◆ Work item
All entries must come back exactly as given, with no pictures in the copy.

◆ Data for review
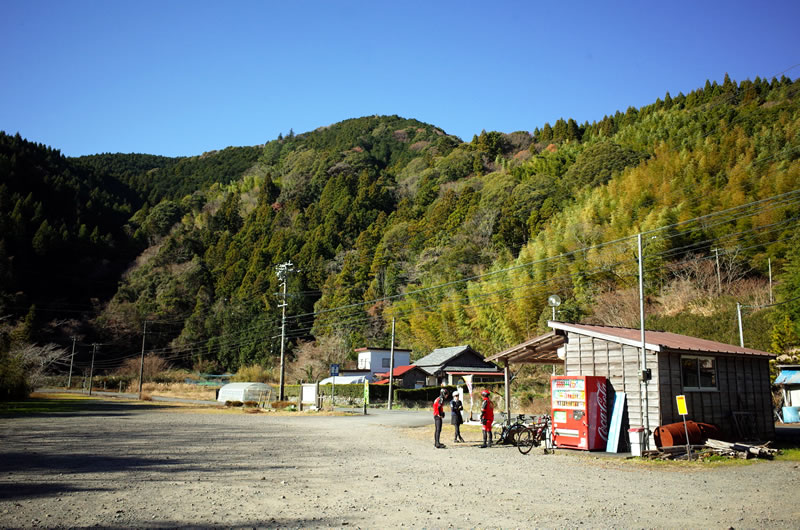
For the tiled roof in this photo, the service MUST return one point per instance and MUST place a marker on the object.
(440, 356)
(487, 369)
(398, 371)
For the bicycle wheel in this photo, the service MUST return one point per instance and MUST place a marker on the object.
(525, 441)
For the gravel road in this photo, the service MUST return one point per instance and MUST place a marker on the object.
(131, 465)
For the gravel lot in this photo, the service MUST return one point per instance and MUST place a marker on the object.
(120, 464)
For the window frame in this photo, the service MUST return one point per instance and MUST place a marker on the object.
(700, 387)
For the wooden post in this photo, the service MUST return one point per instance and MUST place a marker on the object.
(507, 373)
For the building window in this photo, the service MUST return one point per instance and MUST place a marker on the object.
(698, 373)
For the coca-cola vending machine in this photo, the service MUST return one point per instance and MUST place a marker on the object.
(580, 411)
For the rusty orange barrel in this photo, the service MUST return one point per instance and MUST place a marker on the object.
(674, 433)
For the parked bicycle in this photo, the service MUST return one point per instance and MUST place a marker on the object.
(534, 435)
(510, 431)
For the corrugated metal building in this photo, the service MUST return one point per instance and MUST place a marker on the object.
(724, 385)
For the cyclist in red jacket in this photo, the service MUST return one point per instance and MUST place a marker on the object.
(438, 414)
(487, 418)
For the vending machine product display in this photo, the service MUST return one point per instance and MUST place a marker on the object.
(580, 411)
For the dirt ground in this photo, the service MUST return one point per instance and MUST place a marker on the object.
(121, 464)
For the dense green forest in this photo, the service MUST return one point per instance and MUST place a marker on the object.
(384, 217)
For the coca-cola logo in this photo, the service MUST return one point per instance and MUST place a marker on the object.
(602, 402)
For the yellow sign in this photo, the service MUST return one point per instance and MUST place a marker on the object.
(681, 405)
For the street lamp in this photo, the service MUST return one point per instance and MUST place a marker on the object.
(554, 301)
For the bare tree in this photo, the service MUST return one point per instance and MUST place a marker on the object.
(38, 360)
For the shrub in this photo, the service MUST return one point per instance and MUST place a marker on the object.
(425, 394)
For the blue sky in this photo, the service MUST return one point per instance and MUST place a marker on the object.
(180, 78)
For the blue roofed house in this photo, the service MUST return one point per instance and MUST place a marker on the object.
(788, 381)
(451, 365)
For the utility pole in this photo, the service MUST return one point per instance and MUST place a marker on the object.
(91, 368)
(283, 270)
(769, 264)
(71, 359)
(643, 376)
(391, 367)
(739, 314)
(141, 362)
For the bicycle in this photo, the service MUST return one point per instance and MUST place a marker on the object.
(510, 432)
(535, 434)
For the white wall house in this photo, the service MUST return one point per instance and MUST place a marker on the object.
(376, 360)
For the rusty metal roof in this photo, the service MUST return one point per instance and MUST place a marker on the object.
(657, 340)
(540, 350)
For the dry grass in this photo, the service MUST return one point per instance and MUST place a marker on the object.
(177, 390)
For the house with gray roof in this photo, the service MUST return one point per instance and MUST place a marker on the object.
(455, 363)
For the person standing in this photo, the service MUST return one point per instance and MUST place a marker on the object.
(438, 414)
(456, 419)
(487, 418)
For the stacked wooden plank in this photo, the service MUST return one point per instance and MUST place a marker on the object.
(712, 447)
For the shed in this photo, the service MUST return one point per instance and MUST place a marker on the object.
(346, 379)
(724, 385)
(243, 392)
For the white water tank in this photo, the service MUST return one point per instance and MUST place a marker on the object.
(243, 392)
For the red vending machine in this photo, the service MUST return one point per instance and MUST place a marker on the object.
(580, 411)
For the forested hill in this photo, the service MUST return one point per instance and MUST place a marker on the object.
(462, 242)
(61, 231)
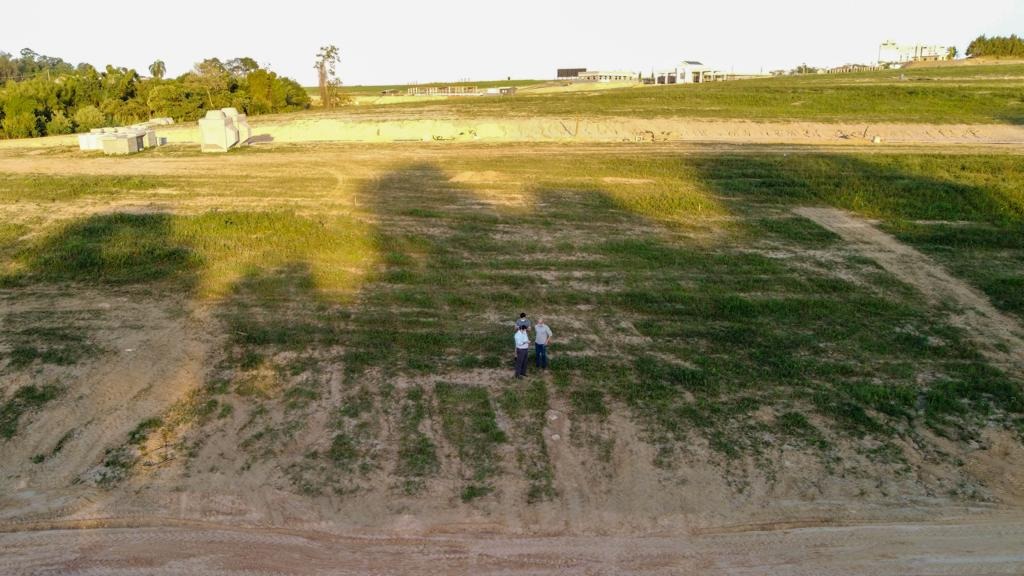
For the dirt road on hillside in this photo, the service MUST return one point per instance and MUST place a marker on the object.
(998, 336)
(990, 546)
(341, 128)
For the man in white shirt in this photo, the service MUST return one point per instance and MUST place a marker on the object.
(542, 336)
(521, 350)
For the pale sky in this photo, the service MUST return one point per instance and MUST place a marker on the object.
(399, 41)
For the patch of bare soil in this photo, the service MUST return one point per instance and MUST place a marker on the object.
(992, 546)
(150, 356)
(998, 336)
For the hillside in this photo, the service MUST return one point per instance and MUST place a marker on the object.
(983, 94)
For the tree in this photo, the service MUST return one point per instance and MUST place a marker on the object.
(213, 77)
(242, 67)
(158, 69)
(327, 59)
(89, 117)
(58, 124)
(19, 117)
(996, 46)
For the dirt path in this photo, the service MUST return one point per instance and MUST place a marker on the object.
(983, 545)
(343, 127)
(999, 336)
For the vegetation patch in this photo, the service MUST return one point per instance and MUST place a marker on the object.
(469, 423)
(22, 402)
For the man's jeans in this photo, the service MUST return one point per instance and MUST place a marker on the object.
(520, 362)
(542, 356)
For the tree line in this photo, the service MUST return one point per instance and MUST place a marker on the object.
(42, 95)
(996, 46)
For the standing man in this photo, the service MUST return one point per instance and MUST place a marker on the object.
(523, 321)
(542, 337)
(521, 351)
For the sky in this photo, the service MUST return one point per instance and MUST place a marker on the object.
(399, 41)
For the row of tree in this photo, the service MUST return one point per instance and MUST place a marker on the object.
(42, 95)
(996, 46)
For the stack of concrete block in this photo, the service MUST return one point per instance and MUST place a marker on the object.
(217, 131)
(124, 139)
(222, 129)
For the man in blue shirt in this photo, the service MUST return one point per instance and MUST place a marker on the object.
(542, 337)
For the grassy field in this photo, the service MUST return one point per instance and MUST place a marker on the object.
(377, 89)
(992, 94)
(683, 292)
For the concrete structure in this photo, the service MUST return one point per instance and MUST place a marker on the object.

◆ Exercise answer
For the tiled roof in this photo, the service MUST return one point per instance and MUST place a marker on the object.
(440, 356)
(487, 369)
(398, 371)
For the bicycle wheel in this photo, the service MUST return one point per instance and MUST place a marker on the object.
(525, 441)
For the gravel road in this photo, the service MUST return one point per instance and MUST place a marker on the object.
(131, 465)
For the gravel lot in this photo, the service MUST return one point per instance and MUST place a marker on the object.
(120, 464)
For the window frame in this photo, the service MUST return one point per instance and MUST place a marker on the object.
(700, 387)
For the wooden post in this photo, the service MUST return one point per instance and MUST place a marker on the object.
(507, 373)
For the building window in this photo, the service MUST return one point per instance and MUST place a marker on the object.
(698, 373)
For the coca-cola vending machine in this photo, the service MUST return one point per instance and MUST place a marker on the object.
(580, 411)
For the rusty orange barrel in this photo, the service MUST return one point per instance and MUST place a marker on the object.
(674, 433)
For the parked bicycle in this photo, the service MUST return one point per instance and MUST place a marker on the object.
(534, 435)
(510, 431)
For the corrugated metal building in this photo, the service MUST return one point per instance and MUST place a marker on the object.
(724, 385)
For the cyclist in red jacket in this photo, the service MUST return one point per instance and MUST place a marker on the object.
(438, 414)
(487, 418)
For the vending machine product display in this photo, the service MUST return one point per instance and MUST place a marker on the object.
(580, 411)
For the dirt ground in this photo, the service MUST return one point per instance and MUST place a marker on the object.
(121, 464)
For the dense green forest in this photo, the service MUST return one point per instance and MUST place a marker on the object.
(384, 217)
For the coca-cola logo in this photo, the service MUST return one point per instance and MUST place a marker on the object.
(602, 402)
For the yellow sign in this photo, the service MUST return one point per instance and MUST place a marker on the object.
(681, 405)
For the street lamp in this photo, the service MUST return one point per instance and MUST place a marker on the object.
(554, 301)
For the bare tree in this photo, the service MUST return one point per instance and MUST place a marker on the object.
(38, 360)
For the shrub in this photo, the service MUST return one point per instance and MUST place a marker on the object.
(425, 394)
For the blue sky in this photo, the service MUST return one point per instance and MUST place a marker on the object.
(180, 78)
For the blue roofed house in this photo, the service MUST return one point per instance and MUST place a marker on the object.
(788, 381)
(451, 365)
For the utility pole in this photo, the service MUST return one point per instance and MUST place a marker on the object.
(91, 368)
(283, 270)
(769, 264)
(71, 359)
(643, 376)
(391, 367)
(739, 314)
(141, 362)
For the bicycle in this photo, the service MUST return one point per instance and MUST place a marker on the object.
(510, 432)
(535, 434)
For the white wall house in this photo, the service MUST return one point per instance and MUST place a marker on the object.
(376, 360)
For the rusty metal roof in this photo, the service MUST return one point per instance and MUST place a marker on the object.
(657, 340)
(540, 350)
For the dry grass in this photo, the service MUST return one point per instance and MUST place a marker on the object.
(177, 390)
For the house with gray roof in this photo, the service MUST return one point per instance and MUST place a marker on the object.
(455, 363)
For the person standing in this photo, the service MUST return one point per instance and MUST place a marker on the object.
(438, 414)
(456, 419)
(487, 418)
For the stacked wooden plank in this photo, the service MUST return one point per instance and MUST place a marker on the object.
(712, 447)
For the shed in this photo, the service MUST return one point per instance and MUST place a marker on the object.
(346, 379)
(724, 385)
(243, 392)
For the white water tank in this photo, the service MUST return one point per instance and MUST place a marker on the object.
(243, 392)
For the red vending machine in this photo, the service MUST return one point per instance and MUST place a marker on the object.
(580, 411)
For the forested hill in this photo, the service MUST return one point per instance and MUST place a marker on the object.
(462, 242)
(61, 231)
For the dirt road on hillside in this photo, the service MUST return one point per instance and MUST place a marker on the object.
(998, 336)
(990, 546)
(341, 128)
For the man in white shirt in this photo, the service MUST return one point per instance and MUST place a marker on the object.
(542, 336)
(521, 350)
For the pale sky in this photo, the service MUST return one point per instance and MUST place a marker on the object.
(399, 41)
For the patch of bare soil in this photo, the service MUST return one point per instance and MUST place a marker on the object.
(992, 546)
(150, 356)
(998, 336)
For the hillside in this photo, the service MUST return one point per instance and MUST place a marker on the object.
(983, 94)
For the tree in this photo, the service MUST return one point per instance and MUST place a marker on the object.
(213, 77)
(242, 67)
(158, 69)
(327, 59)
(89, 117)
(58, 124)
(19, 117)
(996, 46)
For the dirt path in this photo, the service MUST return one point per instance and MUST place a marker on the object.
(983, 545)
(343, 127)
(999, 336)
For the vegetation patch in this photo, the service MUST return one point per instance and MUST place a marker on the object.
(469, 423)
(22, 402)
For the man's jeans in this photo, the service MUST return one point per instance and MUST place a marker on the object.
(520, 362)
(542, 356)
For the tree line in this photo, the service MUST return one point per instance and MUST place a marker on the object.
(42, 95)
(996, 46)
For the standing man in this photo, the service MUST return one point per instance and MUST place a marker on the object.
(523, 321)
(542, 337)
(521, 351)
For the sky in this photo, the service MUST return one point per instance and MUST place a marker on the object.
(399, 41)
For the row of tree in this photo, the service MUST return one point per instance and MUST place a marker on the object.
(42, 95)
(996, 46)
For the stack of concrete block in this photo, the service MUST return one point per instance and MUST place a marker on the object.
(217, 131)
(124, 139)
(222, 129)
For the man in blue shirt in this photo, the service MUST return one point per instance and MUST place a marker on the object.
(542, 337)
For the grassy field in this photo, the service MUST return one point per instance and MUST place a marker on the object.
(377, 89)
(992, 94)
(683, 292)
For the concrete structure in this photo, the service MUST return one point per instance and MUST place a marker on the object.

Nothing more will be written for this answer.